**Exercise prompt:** Could each entry below be written out exactly, with every picture dropped?

**Study material:**
>>>>>
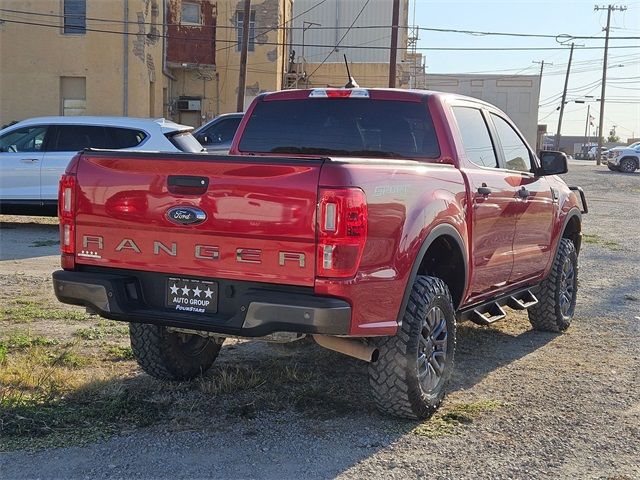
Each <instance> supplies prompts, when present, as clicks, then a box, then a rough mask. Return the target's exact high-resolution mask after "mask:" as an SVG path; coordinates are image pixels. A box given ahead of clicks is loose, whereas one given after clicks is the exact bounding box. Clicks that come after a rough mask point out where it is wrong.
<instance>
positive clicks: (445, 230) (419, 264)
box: [396, 223, 469, 326]
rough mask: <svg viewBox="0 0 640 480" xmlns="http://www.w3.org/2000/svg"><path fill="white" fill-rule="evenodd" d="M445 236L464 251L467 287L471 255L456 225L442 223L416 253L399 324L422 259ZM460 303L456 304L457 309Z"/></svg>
mask: <svg viewBox="0 0 640 480" xmlns="http://www.w3.org/2000/svg"><path fill="white" fill-rule="evenodd" d="M443 236H448V237H451V238H453V240H454V241H455V242H456V243H457V244H458V247H459V248H460V251H461V252H462V260H463V262H464V286H465V288H464V290H465V291H466V288H467V281H468V279H469V258H468V257H469V256H468V252H467V248H466V247H465V244H464V241H463V240H462V237H461V236H460V233H459V232H458V230H456V229H455V227H454V226H453V225H451V224H448V223H441V224H440V225H437V226H436V227H434V228H433V229H432V230H431V232H429V234H428V235H427V237H426V238H425V239H424V241H423V242H422V246H421V247H420V250H419V251H418V254H417V255H416V258H415V259H414V261H413V267H411V274H410V275H409V280H408V281H407V285H406V286H405V289H404V295H403V296H402V303H401V304H400V310H399V311H398V317H397V320H396V321H397V323H398V326H400V325H401V324H402V317H403V316H404V311H405V309H406V308H407V303H408V302H409V295H411V289H412V288H413V282H414V281H415V279H416V277H417V275H418V269H419V268H420V264H421V263H422V259H423V257H424V255H425V253H427V250H428V249H429V247H430V246H431V245H432V244H433V242H434V241H435V240H436V239H438V238H440V237H443ZM464 293H465V292H464V291H463V294H462V298H464ZM458 307H459V305H456V309H457V308H458Z"/></svg>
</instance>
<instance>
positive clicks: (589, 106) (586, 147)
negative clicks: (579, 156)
mask: <svg viewBox="0 0 640 480" xmlns="http://www.w3.org/2000/svg"><path fill="white" fill-rule="evenodd" d="M590 125H591V105H590V104H589V105H587V122H586V123H585V125H584V145H583V147H582V153H583V154H588V153H589V146H588V145H589V126H590Z"/></svg>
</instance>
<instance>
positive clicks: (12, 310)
mask: <svg viewBox="0 0 640 480" xmlns="http://www.w3.org/2000/svg"><path fill="white" fill-rule="evenodd" d="M12 303H13V304H12V305H8V306H5V307H2V308H0V320H11V321H12V322H14V323H29V322H32V321H34V320H67V319H68V320H78V321H79V320H84V319H86V318H87V316H86V315H85V314H84V312H82V311H80V310H61V309H58V308H51V307H48V306H47V305H46V304H45V302H44V301H42V300H41V301H35V300H32V299H27V298H18V299H16V300H14V301H13V302H12Z"/></svg>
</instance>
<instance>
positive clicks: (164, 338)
mask: <svg viewBox="0 0 640 480" xmlns="http://www.w3.org/2000/svg"><path fill="white" fill-rule="evenodd" d="M165 329H166V327H162V326H159V325H151V324H145V323H130V324H129V337H130V340H131V350H132V351H133V355H134V357H135V358H136V360H137V362H138V365H140V368H142V370H144V371H145V372H146V373H148V374H149V375H151V376H152V377H155V378H157V379H160V380H172V381H184V380H191V379H192V378H194V377H196V376H198V375H201V374H202V373H204V372H206V371H207V370H208V369H209V368H210V367H211V365H212V364H213V362H214V361H215V359H216V357H217V356H218V352H219V351H220V348H221V347H222V343H218V342H214V341H213V339H212V340H211V341H212V342H213V345H214V346H213V348H209V349H208V350H207V351H206V352H204V354H203V356H202V358H201V359H200V365H199V366H198V367H197V368H193V367H191V368H188V367H185V365H184V364H183V362H181V361H180V360H181V359H180V358H179V357H177V356H176V352H174V351H172V350H171V348H170V346H169V345H167V342H166V341H165V338H164V335H166V330H165Z"/></svg>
<<<<<
**Problem solution:**
Each <instance> supplies prompts, when present, as clicks, then a box, then a rough mask. Return the target's exact high-resolution mask after "mask:" as an SVG path; coordinates are image pixels. A box given ahead of clicks is loose, whereas one given after clicks is the exact bounding box. Clicks that come after a rough mask point out where it is wrong.
<instance>
positive clicks: (445, 230) (419, 264)
box: [396, 223, 469, 326]
rough mask: <svg viewBox="0 0 640 480" xmlns="http://www.w3.org/2000/svg"><path fill="white" fill-rule="evenodd" d="M445 236L464 251L467 287L471 255L456 225L442 223L416 253L399 324L422 259ZM460 303L456 304L457 309Z"/></svg>
mask: <svg viewBox="0 0 640 480" xmlns="http://www.w3.org/2000/svg"><path fill="white" fill-rule="evenodd" d="M443 236H448V237H451V238H453V240H454V241H455V242H456V243H457V244H458V247H459V248H460V251H461V252H462V260H463V262H464V286H465V288H464V290H465V291H466V288H467V281H468V279H469V258H468V257H469V256H468V252H467V248H466V247H465V244H464V241H463V240H462V237H461V236H460V233H459V232H458V230H456V229H455V227H454V226H453V225H451V224H448V223H441V224H440V225H437V226H436V227H434V228H433V229H432V230H431V232H429V234H428V235H427V237H426V238H425V239H424V241H423V242H422V246H421V247H420V250H419V251H418V254H417V255H416V258H415V259H414V261H413V267H411V274H410V275H409V280H408V281H407V285H406V286H405V289H404V295H403V296H402V303H401V304H400V310H399V311H398V317H397V320H396V321H397V323H398V326H400V325H401V324H402V317H403V316H404V311H405V309H406V308H407V303H408V302H409V295H411V289H412V288H413V282H414V281H415V279H416V277H417V275H418V269H419V268H420V264H421V263H422V259H423V257H424V255H425V253H427V250H428V249H429V247H430V246H431V245H432V244H433V242H434V241H435V240H436V239H438V238H440V237H443ZM464 293H465V292H464V291H463V294H462V298H464ZM458 307H459V305H456V309H457V308H458Z"/></svg>
</instance>
<instance>
positive clicks: (589, 106) (586, 147)
negative clicks: (579, 156)
mask: <svg viewBox="0 0 640 480" xmlns="http://www.w3.org/2000/svg"><path fill="white" fill-rule="evenodd" d="M590 125H591V105H590V104H589V105H587V122H586V123H585V125H584V145H583V147H582V153H583V154H588V153H589V146H588V145H589V126H590Z"/></svg>
</instance>
<instance>
positive clicks: (12, 310)
mask: <svg viewBox="0 0 640 480" xmlns="http://www.w3.org/2000/svg"><path fill="white" fill-rule="evenodd" d="M12 303H13V304H12V305H8V306H5V307H2V308H0V320H11V321H12V322H14V323H29V322H32V321H34V320H67V319H68V320H78V321H79V320H84V319H86V318H87V316H86V315H85V314H84V312H82V311H80V310H61V309H58V308H51V307H48V306H47V305H46V304H45V302H44V301H42V300H41V301H35V300H32V299H27V298H18V299H16V300H14V301H13V302H12Z"/></svg>
</instance>
<instance>
positive clicks: (164, 338)
mask: <svg viewBox="0 0 640 480" xmlns="http://www.w3.org/2000/svg"><path fill="white" fill-rule="evenodd" d="M165 329H166V327H162V326H159V325H151V324H145V323H130V324H129V337H130V340H131V350H132V351H133V355H134V357H135V358H136V360H137V362H138V365H140V368H142V370H144V371H145V372H146V373H148V374H149V375H151V376H152V377H155V378H157V379H160V380H172V381H184V380H191V379H192V378H194V377H196V376H198V375H201V374H202V373H204V372H206V371H207V370H208V369H209V368H210V367H211V365H212V364H213V362H214V361H215V359H216V357H217V356H218V352H219V351H220V348H221V347H222V343H218V342H214V341H213V339H212V340H211V341H212V342H213V345H214V346H213V348H209V349H208V350H207V351H206V352H204V354H203V356H202V358H201V359H200V365H199V366H198V367H197V368H193V367H191V368H188V367H185V365H184V364H183V362H181V361H180V360H181V359H180V358H179V357H177V356H176V352H174V351H172V350H171V348H170V346H169V345H167V342H166V341H165V338H164V335H166V330H165Z"/></svg>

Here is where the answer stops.